### Material to process
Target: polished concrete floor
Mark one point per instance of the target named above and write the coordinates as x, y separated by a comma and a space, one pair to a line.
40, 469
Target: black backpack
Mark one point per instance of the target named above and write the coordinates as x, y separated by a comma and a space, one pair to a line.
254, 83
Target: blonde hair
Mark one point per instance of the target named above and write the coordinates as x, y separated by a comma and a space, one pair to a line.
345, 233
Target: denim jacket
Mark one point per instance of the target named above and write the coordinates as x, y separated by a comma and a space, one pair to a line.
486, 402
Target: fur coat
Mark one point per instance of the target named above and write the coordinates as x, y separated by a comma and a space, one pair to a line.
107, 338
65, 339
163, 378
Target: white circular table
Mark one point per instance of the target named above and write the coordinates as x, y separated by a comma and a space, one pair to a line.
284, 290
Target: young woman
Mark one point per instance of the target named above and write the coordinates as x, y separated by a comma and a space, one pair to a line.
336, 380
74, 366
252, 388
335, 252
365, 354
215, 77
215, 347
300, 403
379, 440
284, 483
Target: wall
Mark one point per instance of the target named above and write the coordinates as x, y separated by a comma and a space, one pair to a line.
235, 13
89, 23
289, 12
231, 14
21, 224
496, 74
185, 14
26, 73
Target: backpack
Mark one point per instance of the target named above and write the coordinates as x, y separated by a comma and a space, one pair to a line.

### Written instruction
Write out all the rows above again, requests included, and offset every x and y coordinate in the answers by -112.

### Exercise solution
Target: polished concrete floor
Mark one point per instance of the target named above and write the coordinates as x, y separated by a comma and a space, one pair to a line.
-72, 357
Target: black backpack
Mark one point per instance of the target named above and write the coordinates as x, y separated by a comma and a space, one pair to a line.
142, -29
Target: blonde hair
Mark one point per instance of the target named above and write the coordinates as x, y separated by a comma and a space, one pair to a line.
233, 121
Target: denim jacket
Mark one point per instance of the target named above and write the coordinates as x, y separated by a comma and a space, one pair to a line.
374, 290
Target: fur coat
Mark one point per instance of the target named above and write the coordinates as x, y separated by a comma and a space, one pair to a line.
-5, 226
-47, 227
51, 266
Target: white circular table
Mark one point per instance of the target named above and write the coordinates as x, y separated by a comma and a space, one pair to a line.
172, 178
Target: young woman
Mark one point per instance of the target named above and write the coordinates as x, y separated by a comma and a space, one pair to a line.
224, 268
-38, 254
140, 276
223, 140
253, 242
103, -35
103, 235
188, 291
267, 328
172, 371
Target: wall
Mark one point per instance of the target named above and write the coordinates as x, y separated by a comma and a space, one pair to a line.
123, -99
-23, -89
177, -100
119, -98
-91, 112
384, -38
73, -98
-86, -39
Target: backpack
Mark one point per instance of the target named above and write the coordinates as x, y separated by a comma and a space, one pair to a line.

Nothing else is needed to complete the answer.